Written problem. Turn the listing below into a numbered list with one line per item, leaving out any blank lines.

Saved entries.
▼
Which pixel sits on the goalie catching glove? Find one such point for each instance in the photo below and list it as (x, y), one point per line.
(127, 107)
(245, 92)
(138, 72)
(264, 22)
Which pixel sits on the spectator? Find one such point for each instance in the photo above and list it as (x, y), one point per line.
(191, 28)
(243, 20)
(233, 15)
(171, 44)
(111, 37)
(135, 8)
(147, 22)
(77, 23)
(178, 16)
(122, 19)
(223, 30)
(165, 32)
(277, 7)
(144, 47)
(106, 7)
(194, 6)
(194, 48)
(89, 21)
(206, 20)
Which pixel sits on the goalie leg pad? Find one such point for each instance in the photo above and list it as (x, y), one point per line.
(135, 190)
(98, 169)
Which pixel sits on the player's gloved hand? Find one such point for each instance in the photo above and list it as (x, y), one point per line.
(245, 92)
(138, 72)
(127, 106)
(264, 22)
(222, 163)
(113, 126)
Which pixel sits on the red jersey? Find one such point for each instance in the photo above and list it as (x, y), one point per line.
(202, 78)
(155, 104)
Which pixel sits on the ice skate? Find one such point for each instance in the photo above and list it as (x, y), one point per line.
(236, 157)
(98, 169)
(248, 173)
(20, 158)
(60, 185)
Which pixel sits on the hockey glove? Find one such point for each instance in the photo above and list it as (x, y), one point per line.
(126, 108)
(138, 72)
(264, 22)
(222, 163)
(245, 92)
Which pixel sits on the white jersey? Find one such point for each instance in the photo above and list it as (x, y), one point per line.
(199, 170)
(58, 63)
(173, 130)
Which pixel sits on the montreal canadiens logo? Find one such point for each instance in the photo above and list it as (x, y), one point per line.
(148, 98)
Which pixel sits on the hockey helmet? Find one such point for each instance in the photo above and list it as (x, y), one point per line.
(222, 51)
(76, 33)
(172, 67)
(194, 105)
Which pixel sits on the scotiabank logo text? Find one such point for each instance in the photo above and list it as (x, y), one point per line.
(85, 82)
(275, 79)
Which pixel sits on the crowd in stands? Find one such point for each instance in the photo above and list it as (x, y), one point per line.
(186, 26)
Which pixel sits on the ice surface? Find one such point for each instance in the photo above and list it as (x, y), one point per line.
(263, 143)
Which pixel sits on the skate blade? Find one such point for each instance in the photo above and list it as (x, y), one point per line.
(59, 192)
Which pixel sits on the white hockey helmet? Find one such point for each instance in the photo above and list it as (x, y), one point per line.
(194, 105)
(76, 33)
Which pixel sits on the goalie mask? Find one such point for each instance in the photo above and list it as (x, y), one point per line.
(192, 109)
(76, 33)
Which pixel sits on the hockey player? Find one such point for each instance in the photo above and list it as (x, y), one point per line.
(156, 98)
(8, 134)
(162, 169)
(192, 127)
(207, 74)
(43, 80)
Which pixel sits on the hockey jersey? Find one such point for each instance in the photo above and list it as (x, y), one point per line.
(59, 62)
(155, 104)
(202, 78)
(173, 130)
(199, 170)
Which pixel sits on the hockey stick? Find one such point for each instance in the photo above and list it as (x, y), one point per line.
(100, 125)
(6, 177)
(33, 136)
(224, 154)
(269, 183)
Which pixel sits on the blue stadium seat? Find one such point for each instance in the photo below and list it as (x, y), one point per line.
▲
Written solution.
1. Which pixel sits on the goalie catching glove? Find one such point for each instance in the photo below and list it as (x, y), one point per line.
2. (127, 107)
3. (245, 92)
4. (138, 72)
5. (264, 22)
6. Which pixel sits on the spectator? Find one such point for each instance in the photo above and list it as (x, y), one point per line.
7. (191, 28)
8. (243, 20)
9. (233, 15)
10. (171, 44)
11. (111, 37)
12. (135, 8)
13. (147, 22)
14. (77, 23)
15. (178, 16)
16. (122, 19)
17. (223, 30)
18. (165, 32)
19. (277, 7)
20. (144, 47)
21. (106, 7)
22. (194, 6)
23. (194, 48)
24. (89, 21)
25. (206, 20)
26. Which pixel sits on the goalie leg pad? Find one such point for each instance in the photo above and list it as (x, y), one point per line.
27. (135, 190)
28. (98, 169)
29. Which pixel sits on the player's gloved hand? Find one such point for each instance in the photo above and list it as (x, y), one point per line.
30. (245, 92)
31. (138, 72)
32. (127, 106)
33. (264, 22)
34. (222, 163)
35. (113, 126)
36. Which pixel sits on the red jersey? Find one such point for each instance in the photo above and list it as (x, y), one point per line.
37. (202, 78)
38. (155, 104)
39. Which pixel sits on the ice skate? Find one such point for each instance in the photo above and list it as (x, y), one point per line.
40. (236, 157)
41. (98, 169)
42. (248, 173)
43. (20, 158)
44. (60, 185)
45. Which pixel sits on the hockey glove? Find one such point for each instance in the photo above and list it as (x, y), one point per line.
46. (126, 108)
47. (138, 72)
48. (264, 22)
49. (222, 163)
50. (245, 92)
51. Which pixel sits on the white jersey? Find one such point for each instance in the photo above and list it as (x, y), one point per line.
52. (199, 170)
53. (58, 63)
54. (173, 130)
55. Which pixel sits on the montreal canadiens logo? Find one such point for each instance in the photo above and list it as (x, y), one point per line.
56. (148, 98)
57. Which pixel sits on the hockey helmet? Find one such point for each instance in the photo above and list it as (x, y), one point per line.
58. (222, 51)
59. (76, 33)
60. (172, 67)
61. (194, 105)
62. Which pixel sits on the scotiabank logo text? Find one such point for each instance in the photo above and list it as (x, y), one point per line.
63. (85, 82)
64. (275, 79)
65. Which pixel sits on the crowd in stands? Find one such point for each instance in the photo above and list it as (x, y), one point per line.
66. (186, 26)
67. Which pixel sits on the ice surface? Find one such point for each instance in the photo above and list it as (x, y), one point per line.
68. (263, 143)
69. Which pixel sits on the skate blade? Find one such point for each instance in the photo above and list it as (x, y), one point per line.
70. (59, 192)
71. Which pixel sits on the white hockey helmet? Find one such point for each instance in the photo above and list it as (x, y), one point per line.
72. (194, 105)
73. (76, 33)
74. Which pixel sits on the goalie mask? Find one such point for each instance in the photo above and list it as (x, y), one point per line.
75. (192, 109)
76. (76, 33)
77. Which pixel sits on the hockey player? Find one such point for each instance in the photo above and list it as (x, y), one point per line.
78. (156, 98)
79. (8, 134)
80. (162, 169)
81. (192, 127)
82. (207, 74)
83. (43, 80)
84. Which pixel sits on the hockey jersey? Find one such point for each instance in the photo above and list it as (x, y), one point per line.
85. (59, 62)
86. (155, 104)
87. (202, 78)
88. (173, 130)
89. (199, 170)
90. Which pixel sits on the hockey stick? Find one such point for each instance in the photo above and list it as (x, y), one point per line.
91. (100, 125)
92. (6, 177)
93. (33, 136)
94. (224, 154)
95. (269, 183)
96. Which pixel sits on the blue stadium seat? Find one such point for each instance in the photo below and list it as (x, y), one point per line.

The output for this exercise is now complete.